(WORK ITEM): Each line from the one containing "target | yellow balloon letter a" to the end of the records should be copied exactly, and no other line.

(Saved entries)
+ + + +

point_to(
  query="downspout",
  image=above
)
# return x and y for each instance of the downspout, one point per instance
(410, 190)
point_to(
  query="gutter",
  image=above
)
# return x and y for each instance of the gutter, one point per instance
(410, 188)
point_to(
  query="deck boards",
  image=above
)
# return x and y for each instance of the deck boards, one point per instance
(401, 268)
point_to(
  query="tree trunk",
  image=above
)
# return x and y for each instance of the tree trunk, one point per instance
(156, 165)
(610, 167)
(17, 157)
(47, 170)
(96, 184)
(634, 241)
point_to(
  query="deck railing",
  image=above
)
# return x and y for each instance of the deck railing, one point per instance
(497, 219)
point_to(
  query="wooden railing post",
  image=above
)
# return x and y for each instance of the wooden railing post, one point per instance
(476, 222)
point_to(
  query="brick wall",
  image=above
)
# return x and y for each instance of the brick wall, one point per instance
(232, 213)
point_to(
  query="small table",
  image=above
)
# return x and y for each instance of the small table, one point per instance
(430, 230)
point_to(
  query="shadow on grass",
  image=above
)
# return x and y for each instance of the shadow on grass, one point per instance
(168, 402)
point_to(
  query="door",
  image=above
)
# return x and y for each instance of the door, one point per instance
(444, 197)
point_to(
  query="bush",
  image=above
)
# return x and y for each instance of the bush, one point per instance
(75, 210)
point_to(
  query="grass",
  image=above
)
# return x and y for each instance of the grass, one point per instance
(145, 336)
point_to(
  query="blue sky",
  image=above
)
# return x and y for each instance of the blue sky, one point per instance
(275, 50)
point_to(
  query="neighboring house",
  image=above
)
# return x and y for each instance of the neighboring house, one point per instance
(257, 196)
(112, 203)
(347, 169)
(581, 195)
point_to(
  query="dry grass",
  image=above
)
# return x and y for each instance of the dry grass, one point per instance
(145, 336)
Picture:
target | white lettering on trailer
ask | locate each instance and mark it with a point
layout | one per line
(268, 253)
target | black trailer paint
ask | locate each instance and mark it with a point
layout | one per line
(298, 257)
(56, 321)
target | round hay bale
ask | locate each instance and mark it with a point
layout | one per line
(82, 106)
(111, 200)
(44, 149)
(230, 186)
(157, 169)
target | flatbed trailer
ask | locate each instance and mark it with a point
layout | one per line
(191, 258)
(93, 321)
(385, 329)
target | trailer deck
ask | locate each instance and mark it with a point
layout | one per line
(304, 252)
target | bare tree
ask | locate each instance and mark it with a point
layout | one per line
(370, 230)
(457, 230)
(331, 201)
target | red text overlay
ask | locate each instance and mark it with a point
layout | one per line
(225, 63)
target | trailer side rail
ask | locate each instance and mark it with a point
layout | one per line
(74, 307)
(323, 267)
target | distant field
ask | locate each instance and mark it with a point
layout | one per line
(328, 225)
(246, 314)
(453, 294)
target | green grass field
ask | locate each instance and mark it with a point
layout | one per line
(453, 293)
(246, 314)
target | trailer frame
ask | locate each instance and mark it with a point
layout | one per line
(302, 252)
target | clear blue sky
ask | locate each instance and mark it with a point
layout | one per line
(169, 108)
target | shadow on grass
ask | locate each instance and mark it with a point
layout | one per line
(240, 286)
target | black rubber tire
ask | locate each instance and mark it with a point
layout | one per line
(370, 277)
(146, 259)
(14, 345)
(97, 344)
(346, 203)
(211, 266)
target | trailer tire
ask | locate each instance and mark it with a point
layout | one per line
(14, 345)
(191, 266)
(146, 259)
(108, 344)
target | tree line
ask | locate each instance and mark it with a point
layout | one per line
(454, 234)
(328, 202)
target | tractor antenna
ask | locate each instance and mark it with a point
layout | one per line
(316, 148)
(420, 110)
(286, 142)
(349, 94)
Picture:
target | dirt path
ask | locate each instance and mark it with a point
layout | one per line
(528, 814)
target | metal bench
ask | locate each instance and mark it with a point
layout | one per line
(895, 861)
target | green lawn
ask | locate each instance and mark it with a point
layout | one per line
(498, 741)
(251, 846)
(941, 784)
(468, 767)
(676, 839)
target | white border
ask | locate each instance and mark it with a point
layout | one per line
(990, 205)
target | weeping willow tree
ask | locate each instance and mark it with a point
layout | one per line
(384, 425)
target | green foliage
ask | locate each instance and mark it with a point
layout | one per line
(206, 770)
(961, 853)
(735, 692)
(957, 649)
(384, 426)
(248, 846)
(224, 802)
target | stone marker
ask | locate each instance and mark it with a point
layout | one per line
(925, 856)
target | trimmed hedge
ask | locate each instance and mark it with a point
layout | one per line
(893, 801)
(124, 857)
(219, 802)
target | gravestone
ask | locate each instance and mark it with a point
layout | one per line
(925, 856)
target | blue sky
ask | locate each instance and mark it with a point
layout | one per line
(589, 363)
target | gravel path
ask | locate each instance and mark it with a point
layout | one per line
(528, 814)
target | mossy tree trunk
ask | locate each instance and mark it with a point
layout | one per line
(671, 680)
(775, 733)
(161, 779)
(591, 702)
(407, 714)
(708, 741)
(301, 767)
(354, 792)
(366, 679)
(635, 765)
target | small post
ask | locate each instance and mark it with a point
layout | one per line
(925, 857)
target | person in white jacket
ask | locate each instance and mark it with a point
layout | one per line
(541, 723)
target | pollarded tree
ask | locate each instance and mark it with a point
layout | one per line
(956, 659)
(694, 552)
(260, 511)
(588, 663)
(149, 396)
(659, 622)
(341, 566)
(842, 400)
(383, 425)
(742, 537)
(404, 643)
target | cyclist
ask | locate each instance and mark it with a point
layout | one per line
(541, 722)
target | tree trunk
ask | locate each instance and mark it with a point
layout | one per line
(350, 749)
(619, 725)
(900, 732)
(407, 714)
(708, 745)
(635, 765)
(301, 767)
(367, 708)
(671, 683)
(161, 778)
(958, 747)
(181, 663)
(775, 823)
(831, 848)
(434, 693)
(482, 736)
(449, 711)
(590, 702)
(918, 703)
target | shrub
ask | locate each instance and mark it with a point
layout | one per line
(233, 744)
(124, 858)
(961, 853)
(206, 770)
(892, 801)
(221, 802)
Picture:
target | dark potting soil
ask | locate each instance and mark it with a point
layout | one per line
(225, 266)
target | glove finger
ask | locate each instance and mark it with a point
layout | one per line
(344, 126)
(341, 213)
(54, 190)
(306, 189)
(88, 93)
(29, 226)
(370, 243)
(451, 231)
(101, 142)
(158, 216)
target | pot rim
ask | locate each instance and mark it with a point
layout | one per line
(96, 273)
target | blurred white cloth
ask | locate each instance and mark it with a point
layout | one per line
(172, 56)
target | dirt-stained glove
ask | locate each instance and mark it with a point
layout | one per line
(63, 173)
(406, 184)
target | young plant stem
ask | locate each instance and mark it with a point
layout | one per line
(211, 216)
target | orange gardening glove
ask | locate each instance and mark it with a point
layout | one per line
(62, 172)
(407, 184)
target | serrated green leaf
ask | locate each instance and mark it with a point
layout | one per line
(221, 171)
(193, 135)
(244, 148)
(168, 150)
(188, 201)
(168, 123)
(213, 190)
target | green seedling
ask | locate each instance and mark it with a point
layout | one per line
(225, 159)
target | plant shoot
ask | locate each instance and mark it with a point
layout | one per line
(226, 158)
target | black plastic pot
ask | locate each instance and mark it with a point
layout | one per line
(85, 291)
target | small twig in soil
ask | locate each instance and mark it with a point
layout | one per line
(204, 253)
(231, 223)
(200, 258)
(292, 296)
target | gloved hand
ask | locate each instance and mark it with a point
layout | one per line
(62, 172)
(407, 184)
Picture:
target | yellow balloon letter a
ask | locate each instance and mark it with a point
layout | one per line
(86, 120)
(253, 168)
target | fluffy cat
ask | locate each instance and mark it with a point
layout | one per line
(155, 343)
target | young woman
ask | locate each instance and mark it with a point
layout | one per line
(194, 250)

+ + + +

(EXPECTED ANSWER):
target | yellow balloon letter a
ask | locate each instance and mark it with a point
layout | one per line
(86, 120)
(253, 168)
target | fluffy cat
ask | locate each instance and mark it with a point
layout | one per line
(155, 343)
target | young woman
ask | locate each instance and mark it with a point
layout | one per line
(194, 250)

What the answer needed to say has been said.